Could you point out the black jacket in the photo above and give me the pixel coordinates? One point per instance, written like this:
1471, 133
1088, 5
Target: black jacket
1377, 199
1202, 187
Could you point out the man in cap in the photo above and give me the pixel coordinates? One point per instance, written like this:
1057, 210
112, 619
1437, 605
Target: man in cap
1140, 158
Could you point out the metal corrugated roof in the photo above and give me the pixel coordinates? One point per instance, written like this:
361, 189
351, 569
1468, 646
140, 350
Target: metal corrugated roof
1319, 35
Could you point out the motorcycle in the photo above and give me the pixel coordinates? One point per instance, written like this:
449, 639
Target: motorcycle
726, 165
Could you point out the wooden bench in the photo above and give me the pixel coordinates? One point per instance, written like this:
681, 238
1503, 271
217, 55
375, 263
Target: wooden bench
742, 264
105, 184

____________________

ABOUT THIS TASK> Retype the material precisely, leaving out no line.

ANSWER FOR THE TASK>
Could you point out the black jacket in the photo above and give me the pixel coordinates? One point per instance, written like this:
1471, 133
1088, 5
Target: black jacket
1377, 199
1202, 187
Could you point out the man in cap in the photo above and give me the pixel coordinates? One point per instance, written like this:
1057, 210
112, 619
1437, 605
Target: man in cap
1140, 158
Could you point out the metal corrugated roof in the photo above and give me the pixel coordinates? One point per instance, written like this:
361, 189
351, 569
1468, 646
140, 350
Target: metal corrugated roof
1319, 35
Could you point out the motorcycle in the photo above and give me the pixel coordinates? One point per instance, written like this:
449, 639
Target: motorcycle
726, 165
Could you point out the wooden bench in the photo above and give me the pixel coordinates? One point per instance, written like this:
681, 238
1503, 271
217, 55
375, 263
Target: wooden bench
742, 264
105, 184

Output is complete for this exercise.